__Action item__
Every entry that follows should be repeated exactly; drop the images.

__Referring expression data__
····················

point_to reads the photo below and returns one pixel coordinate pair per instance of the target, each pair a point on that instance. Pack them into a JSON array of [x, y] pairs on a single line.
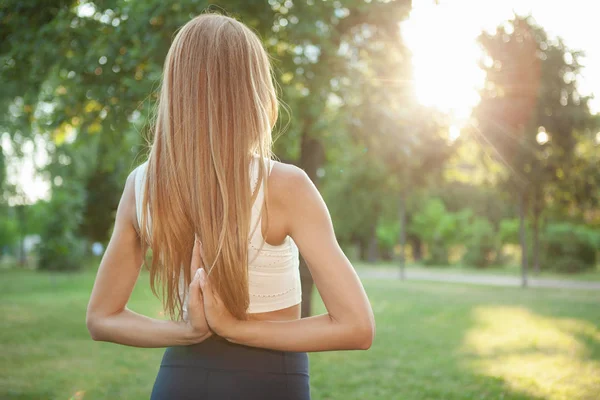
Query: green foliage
[[509, 231], [62, 248], [480, 243], [9, 229], [570, 247], [439, 229]]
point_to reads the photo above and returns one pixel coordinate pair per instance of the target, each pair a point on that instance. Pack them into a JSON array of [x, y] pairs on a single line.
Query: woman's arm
[[348, 323], [108, 318]]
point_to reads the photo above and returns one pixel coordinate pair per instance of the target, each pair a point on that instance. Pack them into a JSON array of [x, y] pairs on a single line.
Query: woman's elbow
[[93, 324], [364, 335]]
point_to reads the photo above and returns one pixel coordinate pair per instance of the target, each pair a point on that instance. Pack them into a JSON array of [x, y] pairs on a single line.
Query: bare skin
[[295, 209]]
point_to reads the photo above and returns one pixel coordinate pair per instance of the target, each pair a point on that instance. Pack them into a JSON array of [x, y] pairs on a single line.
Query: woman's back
[[273, 264]]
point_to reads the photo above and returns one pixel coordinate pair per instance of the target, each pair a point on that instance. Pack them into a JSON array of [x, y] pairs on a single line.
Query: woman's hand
[[218, 316], [196, 317]]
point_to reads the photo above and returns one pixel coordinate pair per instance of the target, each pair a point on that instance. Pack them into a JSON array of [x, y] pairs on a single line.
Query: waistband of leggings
[[217, 353]]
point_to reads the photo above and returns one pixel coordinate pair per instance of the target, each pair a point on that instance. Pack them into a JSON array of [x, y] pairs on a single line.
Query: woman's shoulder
[[288, 183]]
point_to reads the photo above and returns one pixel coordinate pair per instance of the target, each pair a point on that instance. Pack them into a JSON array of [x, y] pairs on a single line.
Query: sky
[[443, 37]]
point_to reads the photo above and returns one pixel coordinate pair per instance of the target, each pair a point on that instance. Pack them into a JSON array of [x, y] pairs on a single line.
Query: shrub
[[480, 243], [569, 248], [61, 247]]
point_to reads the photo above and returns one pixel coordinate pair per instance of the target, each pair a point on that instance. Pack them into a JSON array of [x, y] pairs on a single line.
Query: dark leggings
[[216, 369]]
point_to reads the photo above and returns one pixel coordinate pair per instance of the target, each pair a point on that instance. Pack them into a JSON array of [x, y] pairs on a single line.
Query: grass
[[434, 341], [508, 270]]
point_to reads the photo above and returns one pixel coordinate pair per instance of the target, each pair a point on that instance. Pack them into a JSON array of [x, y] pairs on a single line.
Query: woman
[[235, 330]]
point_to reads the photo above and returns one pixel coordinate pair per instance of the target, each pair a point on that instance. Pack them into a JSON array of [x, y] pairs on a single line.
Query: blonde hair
[[216, 110]]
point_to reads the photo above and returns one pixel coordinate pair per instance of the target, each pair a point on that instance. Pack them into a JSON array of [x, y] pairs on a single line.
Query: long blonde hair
[[216, 110]]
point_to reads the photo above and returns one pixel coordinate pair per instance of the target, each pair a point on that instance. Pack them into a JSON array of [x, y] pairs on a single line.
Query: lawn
[[434, 341], [592, 275]]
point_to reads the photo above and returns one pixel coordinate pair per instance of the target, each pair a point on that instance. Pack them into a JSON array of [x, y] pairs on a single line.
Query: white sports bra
[[273, 273]]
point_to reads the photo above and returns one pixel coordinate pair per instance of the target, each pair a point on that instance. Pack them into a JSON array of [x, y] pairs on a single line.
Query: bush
[[439, 229], [570, 248], [61, 247], [480, 243]]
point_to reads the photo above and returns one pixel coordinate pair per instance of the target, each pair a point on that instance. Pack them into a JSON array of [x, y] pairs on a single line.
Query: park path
[[460, 277]]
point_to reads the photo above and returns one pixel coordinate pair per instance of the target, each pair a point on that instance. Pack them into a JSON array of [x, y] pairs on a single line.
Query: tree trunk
[[417, 248], [536, 243], [373, 249], [535, 226], [21, 216], [363, 250], [523, 236], [402, 238], [312, 156]]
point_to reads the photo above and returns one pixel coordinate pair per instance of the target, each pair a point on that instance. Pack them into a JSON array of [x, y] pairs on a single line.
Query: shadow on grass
[[434, 341]]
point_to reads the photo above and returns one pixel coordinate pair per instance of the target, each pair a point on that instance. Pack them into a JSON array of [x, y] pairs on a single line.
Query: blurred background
[[456, 143]]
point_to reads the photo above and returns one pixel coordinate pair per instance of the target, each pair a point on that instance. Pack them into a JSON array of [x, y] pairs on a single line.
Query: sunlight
[[78, 395], [446, 73], [533, 354]]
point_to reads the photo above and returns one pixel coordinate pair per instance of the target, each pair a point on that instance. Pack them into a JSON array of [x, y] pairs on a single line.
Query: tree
[[83, 72], [529, 111]]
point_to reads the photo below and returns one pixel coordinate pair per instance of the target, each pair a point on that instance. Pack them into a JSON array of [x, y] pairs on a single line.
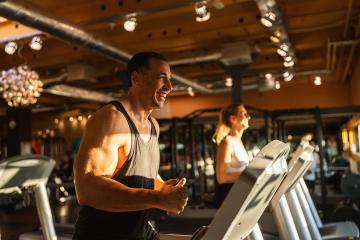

····················

__Exercise output__
point_to reads the photo below and returns one pixel coordinate pair per instance of the target, each pair a point on that instance. Pack them into a JSON array of [x, y] pairs on a single line.
Query: green foliage
[[509, 231], [62, 248], [480, 243], [9, 229], [570, 247], [439, 229]]
point_to reads the photo above and returns one pixel coordinate pair per instance of the target, each pair a point on that instance. Pack them into a JSON array of [x, y] pairs on a single line.
Query: woman's arm
[[348, 323], [108, 318]]
point_to reads the photo above and returns one pixel coordinate pair per instance of the target, each pair a point on that instance. Pack them into a JSON array of [x, y] pairs on a single line.
Query: woman's elbow
[[93, 324], [364, 335]]
point_to reads the photo above and returns one pixel coordinate pair per instance of the target, each pair a point on that instance. Pack them into a JSON array of [x, y] pairs on a single line.
Query: bare skin
[[295, 209]]
point_to reads the photo above and returns one pixel coordinate pair per instance of the target, each pair a point on that instance. Pack them into a JSON array of [x, y] pairs on a single line.
Query: woman's back
[[273, 264]]
point_to reads the photo above and returns one pixel coordinate pair per instance of the target, each pair a point on that instance. Pack them into a JSON array of [x, y] pairs on a single line.
Query: woman's hand
[[218, 316], [196, 317]]
point_to reads the photo above and returns one pixel coordinate pair per instance of the target, each pair a point on that instance. Pack them into a JSON array of [x, y] pairs on a single line.
Query: waistband of leggings
[[217, 353]]
point_to reads the photo above and returns one pixel coordinate pair per instance of the target, each pair a point on that instance. Pack them into a JSON array of [x, y] pairs on a single line.
Query: woman's shoulder
[[288, 183]]
point_to reads the photo above and returns one pixel coordinate pair per instance of the target, each pair a point on that instance. Pack them into a JSON array of [x, y] pairs on a single line.
Query: sky
[[443, 37]]
point_to reads the photo above and returns one pixel coordinate pair per instance of the target, each pair a point on that instance. Pack them into a JSON array of [x, y] pairs on a single line.
Query: shrub
[[480, 243], [569, 248], [61, 247]]
point_to reads the photo above and returns one pixel coordinate pair per instance of the target, each pair a point on that instance. Pack them into a JSON array of [x, y] pairs on a single line.
Query: dark leggings
[[216, 369]]
point_to reads the photo above and returns one pixel coordinate pair per instance of the target, each pair a point on that instance. Pack them into a JSON array of [x, y] pairs on a single line.
Query: grass
[[434, 341], [508, 270]]
point_to reads the photo above and returns one pixel coordinate pair per instance of the target, each pair a point on that instance. Pack them into a JSON array of [x, y] pairs on a single line.
Query: woman
[[235, 330]]
point_to reads the photo above and returns one pixel coordinate pair per instance of the target, each pair a point on that instance. Pack them into a JSON array of [x, y] pairs on a single line.
Query: blonde hair
[[216, 110]]
point_to reads the photo above and returns one pixel coordinate pair per instance of the target, each pair a point on that instance. Pack them into a JSON array of [x, y] pairs on a single line.
Query: long blonde hair
[[216, 110]]
point_to reads the photo above and returns one pixel coordinate pair per instance of the target, each pair a point on that instance. Pack them into a JSON array of [x, y] pairs on a single line.
Query: lawn
[[434, 341], [592, 275]]
point_to reads the photo above and returns one pixel coordinate pair per instance of the target, each pair a point on that instance. Pack them into a JSON array of [x, y] pairs on a single line.
Query: white sports bra
[[273, 273]]
point_to reads the photo above and returns one pixel coordinate pair per instance of the target, each pair a point on that instance. Pack them into a JSON array of [x, y] pairs on a single line.
Query: bush
[[439, 229], [570, 248], [61, 247], [480, 243]]
point_to reads the photo above and returns one pixel coordinate pair per instance of the target, each pair a point on that instance. Pack them into a JSON array of [x, y] pairs on a single line.
Query: park path
[[460, 277]]
point_to reads the photo above and returns one pixel coordinate pair per instance of the target, each pair a point on that instance. Pack them into a JSON array of [x, y] pairs on a single line.
Query: tree trunk
[[417, 248], [536, 243], [373, 249], [535, 226], [21, 216], [363, 250], [523, 236], [402, 238], [312, 156]]
point_to reads the photo above and returns one pixel coordinate pair per instance of the target, each pair a point on that instance. Pack them into a JSON array of [x, y] pairs on a single line.
Query: shadow on grass
[[434, 341]]
point_to reads the photo above and returns one pixel coordinate pair per instance of the target, each pair a point on that instance. Pack them into a JSON array of [x, y] pairs on a single line.
Query: blurred background
[[456, 143]]
point_to reads the photo above and returns one pixel coordinate pair per instance of the target, each pair a point on that instance. Pack them into a JSON array of [x, y] pairs on a single line.
Query: sunlight
[[78, 395], [446, 73], [533, 354]]
point_to reads the photo above and returns one pixel coordinate pair per instance of the target, each pair a point on that instance. Pack them into a JSON array of [x, y] pairs on a single line.
Query: tree
[[83, 72], [529, 111]]
point_to reads the photo below and returns one pixel coordinate pair per instance of the target, each pair a point on that instance. Pack them into a JSON array of [x, y] pairs on a single line.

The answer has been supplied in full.